The range to reproduce runs from the line containing "tag the broken concrete chunk" through the last line of the listing below; give exactly those lines and no others.
==*==
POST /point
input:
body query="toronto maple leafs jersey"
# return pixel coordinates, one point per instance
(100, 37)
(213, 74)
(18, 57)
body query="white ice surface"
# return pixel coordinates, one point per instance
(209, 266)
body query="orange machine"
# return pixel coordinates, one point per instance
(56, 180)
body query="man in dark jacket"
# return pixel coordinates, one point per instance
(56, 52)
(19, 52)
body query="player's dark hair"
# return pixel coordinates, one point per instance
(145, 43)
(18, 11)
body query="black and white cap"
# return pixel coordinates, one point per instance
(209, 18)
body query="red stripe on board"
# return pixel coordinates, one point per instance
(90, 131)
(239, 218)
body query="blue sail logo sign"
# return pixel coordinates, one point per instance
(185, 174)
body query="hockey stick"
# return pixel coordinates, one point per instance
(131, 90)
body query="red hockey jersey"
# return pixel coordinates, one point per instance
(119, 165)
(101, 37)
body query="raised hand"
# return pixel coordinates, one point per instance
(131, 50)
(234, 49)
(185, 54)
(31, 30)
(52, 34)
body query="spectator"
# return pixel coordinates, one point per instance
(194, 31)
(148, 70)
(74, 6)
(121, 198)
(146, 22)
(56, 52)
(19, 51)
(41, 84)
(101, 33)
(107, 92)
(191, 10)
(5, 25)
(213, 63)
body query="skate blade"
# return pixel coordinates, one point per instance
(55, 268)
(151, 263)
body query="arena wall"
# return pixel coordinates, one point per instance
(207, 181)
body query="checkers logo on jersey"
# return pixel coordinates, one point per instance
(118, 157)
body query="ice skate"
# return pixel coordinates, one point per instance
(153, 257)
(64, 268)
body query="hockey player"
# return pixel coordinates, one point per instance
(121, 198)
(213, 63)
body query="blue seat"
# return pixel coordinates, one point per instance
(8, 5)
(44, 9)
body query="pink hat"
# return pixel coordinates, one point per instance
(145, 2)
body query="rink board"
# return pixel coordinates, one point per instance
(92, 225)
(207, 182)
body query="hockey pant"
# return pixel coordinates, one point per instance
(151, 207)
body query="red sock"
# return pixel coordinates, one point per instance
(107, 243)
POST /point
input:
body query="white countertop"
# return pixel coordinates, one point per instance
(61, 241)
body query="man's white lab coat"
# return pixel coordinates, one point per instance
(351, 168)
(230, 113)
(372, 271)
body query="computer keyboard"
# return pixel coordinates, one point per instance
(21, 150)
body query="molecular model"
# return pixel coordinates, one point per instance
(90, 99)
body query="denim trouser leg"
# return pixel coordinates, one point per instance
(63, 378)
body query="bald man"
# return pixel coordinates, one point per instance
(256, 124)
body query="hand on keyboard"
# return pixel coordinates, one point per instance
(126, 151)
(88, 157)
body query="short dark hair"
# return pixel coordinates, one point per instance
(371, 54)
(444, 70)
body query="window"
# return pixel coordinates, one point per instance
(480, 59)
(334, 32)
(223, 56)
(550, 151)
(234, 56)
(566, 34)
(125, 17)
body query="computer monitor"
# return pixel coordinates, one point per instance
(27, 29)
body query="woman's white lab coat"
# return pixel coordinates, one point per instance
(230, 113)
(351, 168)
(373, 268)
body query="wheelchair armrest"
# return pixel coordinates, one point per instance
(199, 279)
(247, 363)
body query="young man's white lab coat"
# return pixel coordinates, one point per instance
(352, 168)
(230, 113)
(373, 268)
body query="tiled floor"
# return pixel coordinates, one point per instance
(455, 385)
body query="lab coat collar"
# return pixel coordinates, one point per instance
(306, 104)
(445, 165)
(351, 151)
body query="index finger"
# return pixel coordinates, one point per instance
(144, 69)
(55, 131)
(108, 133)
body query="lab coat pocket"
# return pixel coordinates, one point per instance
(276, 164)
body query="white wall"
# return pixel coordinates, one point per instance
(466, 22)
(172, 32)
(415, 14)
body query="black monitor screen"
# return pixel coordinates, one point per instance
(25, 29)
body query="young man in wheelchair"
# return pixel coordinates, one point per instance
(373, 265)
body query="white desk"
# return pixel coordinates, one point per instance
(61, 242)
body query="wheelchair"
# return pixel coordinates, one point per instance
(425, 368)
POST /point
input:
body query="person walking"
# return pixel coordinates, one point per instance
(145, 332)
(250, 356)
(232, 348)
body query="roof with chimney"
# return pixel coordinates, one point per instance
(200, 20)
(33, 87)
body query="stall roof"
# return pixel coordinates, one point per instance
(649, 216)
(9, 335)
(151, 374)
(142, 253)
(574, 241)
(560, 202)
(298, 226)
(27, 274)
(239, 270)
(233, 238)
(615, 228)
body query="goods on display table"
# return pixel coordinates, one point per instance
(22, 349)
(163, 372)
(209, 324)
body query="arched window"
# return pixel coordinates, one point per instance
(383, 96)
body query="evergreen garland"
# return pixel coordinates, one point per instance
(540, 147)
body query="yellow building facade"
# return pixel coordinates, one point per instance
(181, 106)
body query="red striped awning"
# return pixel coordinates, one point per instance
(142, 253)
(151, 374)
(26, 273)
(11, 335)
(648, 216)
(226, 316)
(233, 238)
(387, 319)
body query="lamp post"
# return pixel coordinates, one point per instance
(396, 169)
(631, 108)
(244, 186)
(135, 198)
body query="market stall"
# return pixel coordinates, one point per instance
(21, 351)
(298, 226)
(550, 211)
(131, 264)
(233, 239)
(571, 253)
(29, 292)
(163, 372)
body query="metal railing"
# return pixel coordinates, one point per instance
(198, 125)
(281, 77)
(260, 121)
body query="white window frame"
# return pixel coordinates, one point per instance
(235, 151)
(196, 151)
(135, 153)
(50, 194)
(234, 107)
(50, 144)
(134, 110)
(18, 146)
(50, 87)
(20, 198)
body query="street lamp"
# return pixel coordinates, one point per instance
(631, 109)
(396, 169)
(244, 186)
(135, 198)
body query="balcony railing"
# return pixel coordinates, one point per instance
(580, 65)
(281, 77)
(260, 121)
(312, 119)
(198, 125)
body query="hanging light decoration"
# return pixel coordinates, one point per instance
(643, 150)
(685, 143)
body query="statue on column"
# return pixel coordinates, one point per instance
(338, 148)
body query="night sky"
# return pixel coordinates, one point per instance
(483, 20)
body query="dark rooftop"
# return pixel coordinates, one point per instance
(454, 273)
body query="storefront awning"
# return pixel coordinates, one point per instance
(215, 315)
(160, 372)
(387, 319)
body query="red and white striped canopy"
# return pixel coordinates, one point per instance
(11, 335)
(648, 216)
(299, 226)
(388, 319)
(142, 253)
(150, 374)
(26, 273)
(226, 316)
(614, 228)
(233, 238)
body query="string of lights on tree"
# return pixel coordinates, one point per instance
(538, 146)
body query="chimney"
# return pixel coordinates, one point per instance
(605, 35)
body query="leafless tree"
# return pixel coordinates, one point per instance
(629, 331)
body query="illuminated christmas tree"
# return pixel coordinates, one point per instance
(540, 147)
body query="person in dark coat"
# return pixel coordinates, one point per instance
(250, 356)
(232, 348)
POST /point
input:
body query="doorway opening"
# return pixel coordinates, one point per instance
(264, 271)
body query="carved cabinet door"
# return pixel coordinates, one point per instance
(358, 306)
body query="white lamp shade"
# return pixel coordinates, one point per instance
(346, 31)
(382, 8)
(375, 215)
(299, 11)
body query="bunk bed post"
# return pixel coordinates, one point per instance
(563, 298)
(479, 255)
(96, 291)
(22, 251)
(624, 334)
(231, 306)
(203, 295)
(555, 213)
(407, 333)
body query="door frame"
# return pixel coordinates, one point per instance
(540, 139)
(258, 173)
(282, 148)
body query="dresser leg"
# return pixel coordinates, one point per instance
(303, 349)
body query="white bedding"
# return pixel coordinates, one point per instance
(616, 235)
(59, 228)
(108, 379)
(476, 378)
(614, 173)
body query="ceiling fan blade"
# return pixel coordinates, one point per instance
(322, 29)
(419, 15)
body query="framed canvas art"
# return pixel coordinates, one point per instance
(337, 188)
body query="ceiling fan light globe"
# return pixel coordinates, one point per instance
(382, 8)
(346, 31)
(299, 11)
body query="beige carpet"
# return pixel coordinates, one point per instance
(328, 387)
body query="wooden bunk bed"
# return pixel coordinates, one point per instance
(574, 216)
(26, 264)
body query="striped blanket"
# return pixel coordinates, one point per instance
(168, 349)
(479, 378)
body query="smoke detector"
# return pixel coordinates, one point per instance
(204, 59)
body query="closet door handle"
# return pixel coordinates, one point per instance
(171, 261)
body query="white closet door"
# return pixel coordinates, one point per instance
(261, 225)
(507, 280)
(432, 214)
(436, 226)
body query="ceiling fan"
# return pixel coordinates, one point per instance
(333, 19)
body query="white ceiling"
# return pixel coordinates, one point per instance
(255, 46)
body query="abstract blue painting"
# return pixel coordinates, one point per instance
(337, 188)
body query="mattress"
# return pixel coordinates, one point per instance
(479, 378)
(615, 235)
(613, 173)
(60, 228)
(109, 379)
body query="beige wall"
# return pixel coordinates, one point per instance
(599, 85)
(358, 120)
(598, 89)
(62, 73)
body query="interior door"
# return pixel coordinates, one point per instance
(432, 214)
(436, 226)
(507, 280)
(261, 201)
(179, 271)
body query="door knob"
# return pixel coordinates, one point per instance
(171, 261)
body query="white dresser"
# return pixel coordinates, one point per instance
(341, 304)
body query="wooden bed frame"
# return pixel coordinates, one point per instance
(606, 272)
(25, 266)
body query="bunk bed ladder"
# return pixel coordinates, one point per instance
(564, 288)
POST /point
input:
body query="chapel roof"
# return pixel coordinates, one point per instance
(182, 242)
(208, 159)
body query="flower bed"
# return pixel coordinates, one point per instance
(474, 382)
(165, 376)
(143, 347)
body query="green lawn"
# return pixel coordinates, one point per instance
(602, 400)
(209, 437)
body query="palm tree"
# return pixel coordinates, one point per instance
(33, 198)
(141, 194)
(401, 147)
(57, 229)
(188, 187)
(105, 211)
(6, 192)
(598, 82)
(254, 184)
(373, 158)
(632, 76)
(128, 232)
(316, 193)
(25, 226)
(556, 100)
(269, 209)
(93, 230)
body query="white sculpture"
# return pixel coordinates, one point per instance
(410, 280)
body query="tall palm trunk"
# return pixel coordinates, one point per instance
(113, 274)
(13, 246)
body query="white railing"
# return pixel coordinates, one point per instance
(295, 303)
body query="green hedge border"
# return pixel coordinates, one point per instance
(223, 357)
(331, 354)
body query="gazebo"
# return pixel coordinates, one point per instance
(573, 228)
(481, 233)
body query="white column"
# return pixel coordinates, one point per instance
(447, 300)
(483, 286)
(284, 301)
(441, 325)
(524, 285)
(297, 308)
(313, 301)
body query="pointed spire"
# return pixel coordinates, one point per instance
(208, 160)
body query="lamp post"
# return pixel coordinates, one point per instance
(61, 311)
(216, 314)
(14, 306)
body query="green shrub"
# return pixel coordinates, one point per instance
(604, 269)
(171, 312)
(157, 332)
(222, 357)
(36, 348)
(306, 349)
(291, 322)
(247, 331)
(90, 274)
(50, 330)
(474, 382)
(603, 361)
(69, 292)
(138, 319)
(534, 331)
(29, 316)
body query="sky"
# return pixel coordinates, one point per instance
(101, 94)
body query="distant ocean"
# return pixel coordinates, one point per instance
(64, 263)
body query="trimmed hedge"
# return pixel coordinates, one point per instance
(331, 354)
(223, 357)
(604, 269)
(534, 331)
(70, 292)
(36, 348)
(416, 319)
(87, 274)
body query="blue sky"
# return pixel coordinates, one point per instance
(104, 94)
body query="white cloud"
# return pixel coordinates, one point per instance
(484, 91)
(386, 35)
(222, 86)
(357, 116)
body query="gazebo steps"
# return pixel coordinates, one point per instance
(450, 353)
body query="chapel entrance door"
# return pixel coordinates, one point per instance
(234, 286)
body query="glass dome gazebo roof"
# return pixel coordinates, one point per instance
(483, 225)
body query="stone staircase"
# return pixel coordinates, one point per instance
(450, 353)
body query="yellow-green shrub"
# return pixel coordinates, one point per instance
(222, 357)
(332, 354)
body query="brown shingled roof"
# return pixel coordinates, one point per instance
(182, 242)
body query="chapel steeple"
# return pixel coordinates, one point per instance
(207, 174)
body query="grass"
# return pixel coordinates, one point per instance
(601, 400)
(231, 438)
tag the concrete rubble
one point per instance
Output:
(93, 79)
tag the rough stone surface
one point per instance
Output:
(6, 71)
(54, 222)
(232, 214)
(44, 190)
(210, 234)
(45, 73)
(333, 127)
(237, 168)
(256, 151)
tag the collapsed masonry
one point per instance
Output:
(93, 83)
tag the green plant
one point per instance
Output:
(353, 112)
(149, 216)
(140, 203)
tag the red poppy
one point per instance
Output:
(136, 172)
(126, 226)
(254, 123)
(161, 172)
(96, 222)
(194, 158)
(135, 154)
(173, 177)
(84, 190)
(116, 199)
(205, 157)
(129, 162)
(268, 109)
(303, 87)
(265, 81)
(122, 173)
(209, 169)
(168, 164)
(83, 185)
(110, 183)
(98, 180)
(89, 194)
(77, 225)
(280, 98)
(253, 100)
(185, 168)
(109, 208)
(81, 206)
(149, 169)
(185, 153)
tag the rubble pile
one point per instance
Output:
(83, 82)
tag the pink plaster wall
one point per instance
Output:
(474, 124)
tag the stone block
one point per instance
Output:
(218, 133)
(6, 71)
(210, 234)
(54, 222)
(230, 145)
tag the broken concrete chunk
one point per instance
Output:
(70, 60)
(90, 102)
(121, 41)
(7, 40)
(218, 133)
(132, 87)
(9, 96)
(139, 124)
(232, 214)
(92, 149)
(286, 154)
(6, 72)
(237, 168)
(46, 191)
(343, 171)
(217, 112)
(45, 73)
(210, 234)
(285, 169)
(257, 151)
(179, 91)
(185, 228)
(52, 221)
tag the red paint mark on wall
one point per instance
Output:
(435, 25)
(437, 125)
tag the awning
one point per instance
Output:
==*==
*Completed task:*
tag the broken concrete chunk
one point per instance
Output:
(70, 60)
(90, 102)
(121, 41)
(7, 40)
(218, 133)
(132, 87)
(9, 96)
(139, 124)
(232, 214)
(92, 149)
(286, 154)
(6, 72)
(237, 168)
(46, 191)
(343, 171)
(217, 112)
(45, 73)
(210, 234)
(285, 169)
(257, 151)
(179, 91)
(185, 228)
(52, 221)
tag the red paint mark on wall
one point per instance
Output:
(435, 25)
(437, 125)
tag the awning
one point per instance
Output:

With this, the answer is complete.